#### [Objetivo]
En el fragmento sobre las disculpas del obispo Blázquez, enumera todas las cosas con las que, según el texto, rima el escalofrío.

#### [Fragmento]
____
21.11.07

El obispo pidió "perdón"

Cuando vemos que la prensa bienpensante aplaude las tibias disculpas de Ricardo Blázquez, que no son tales si leemos atentamente el discurso pronunciado ayer ante la Asamblea Plenaria, y en los titulares se nos martillea con el timo de que "la Iglesia pide perdón", no puede evitarse un dolor que nos recorre la médula, un escalofrío que rima con las viejas pruebas de fe, con el fuego purificador, con las voces totalitarias, con el temblor de los condenados y con el castigo eterno del rojo y del ateo.

No, lo de Blázquez no han sido palabras de perdón, sino de oportunismo, hipocresía y calculada estrategia ante las elecciones internas a la Presidencia de la CEE. Forzando el asombro del sector ultra, apareciendo al estilo de una reencarnación taranconiana que reivindica descaradamente rasgos democráticos, Blázquez quiere dejar la Presidencia envuelto en un halo de pacificador, desfilando como el obispo más comprometido con las virtudes de la convivencia, la tolerancia y la pluralidad. Sus reflexiones podrán engañar al poco avisado, pero para refutarlas basta con tomar el término "memoria" no como la melancólica imagen de un recuerdo personal, sino en tanto que una necesaria y saludable práctica de supervivencia colectiva.
____
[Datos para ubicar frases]
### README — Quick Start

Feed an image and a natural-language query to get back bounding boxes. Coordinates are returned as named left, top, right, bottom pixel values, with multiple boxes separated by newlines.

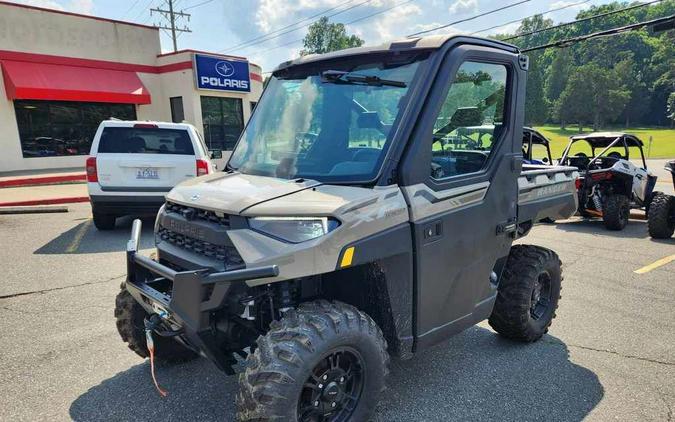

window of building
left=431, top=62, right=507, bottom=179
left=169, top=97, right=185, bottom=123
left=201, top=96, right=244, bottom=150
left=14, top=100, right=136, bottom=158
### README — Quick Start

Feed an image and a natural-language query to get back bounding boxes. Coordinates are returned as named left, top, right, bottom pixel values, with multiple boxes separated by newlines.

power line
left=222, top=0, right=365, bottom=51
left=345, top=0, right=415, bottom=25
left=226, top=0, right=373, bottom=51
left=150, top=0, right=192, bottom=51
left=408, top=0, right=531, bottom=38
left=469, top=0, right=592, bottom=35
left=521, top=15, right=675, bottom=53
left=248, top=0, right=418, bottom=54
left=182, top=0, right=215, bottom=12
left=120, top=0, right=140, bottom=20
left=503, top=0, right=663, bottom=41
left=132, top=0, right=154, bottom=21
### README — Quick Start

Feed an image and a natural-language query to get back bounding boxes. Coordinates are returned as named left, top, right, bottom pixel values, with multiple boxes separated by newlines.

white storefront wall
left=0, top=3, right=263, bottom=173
____
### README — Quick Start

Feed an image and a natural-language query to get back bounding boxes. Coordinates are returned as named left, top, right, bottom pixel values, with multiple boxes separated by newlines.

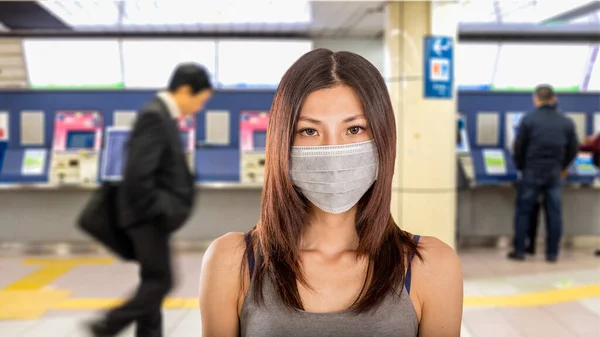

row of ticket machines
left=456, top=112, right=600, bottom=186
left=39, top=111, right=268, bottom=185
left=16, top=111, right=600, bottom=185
____
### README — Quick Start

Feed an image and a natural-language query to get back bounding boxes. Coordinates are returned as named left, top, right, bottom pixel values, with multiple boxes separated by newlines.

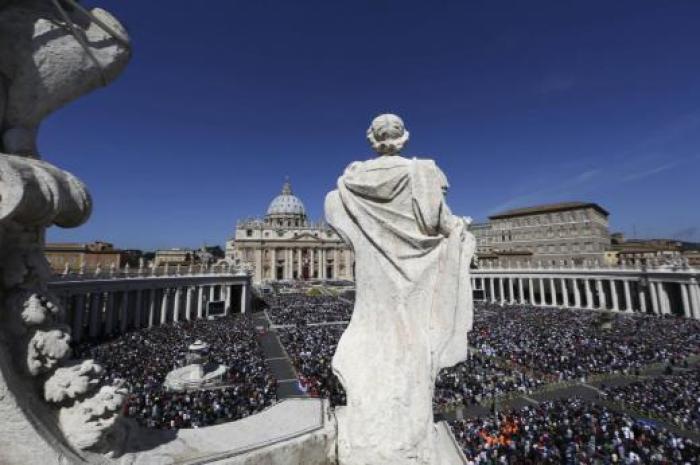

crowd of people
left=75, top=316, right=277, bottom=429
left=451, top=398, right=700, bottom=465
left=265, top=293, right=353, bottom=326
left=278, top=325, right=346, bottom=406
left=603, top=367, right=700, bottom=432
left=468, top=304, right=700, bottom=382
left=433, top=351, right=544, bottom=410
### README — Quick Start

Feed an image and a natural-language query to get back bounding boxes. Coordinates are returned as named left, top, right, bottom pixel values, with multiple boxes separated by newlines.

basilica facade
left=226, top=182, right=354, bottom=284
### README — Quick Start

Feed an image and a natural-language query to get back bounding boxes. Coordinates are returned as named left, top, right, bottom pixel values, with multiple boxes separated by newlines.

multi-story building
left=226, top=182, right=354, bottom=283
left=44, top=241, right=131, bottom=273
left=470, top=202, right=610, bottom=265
____
#### [Respuesta]
- las viejas pruebas de fe
- el fuego purificador
- las voces totalitarias
- el temblor de los condenados
- el castigo eterno del rojo y del ateo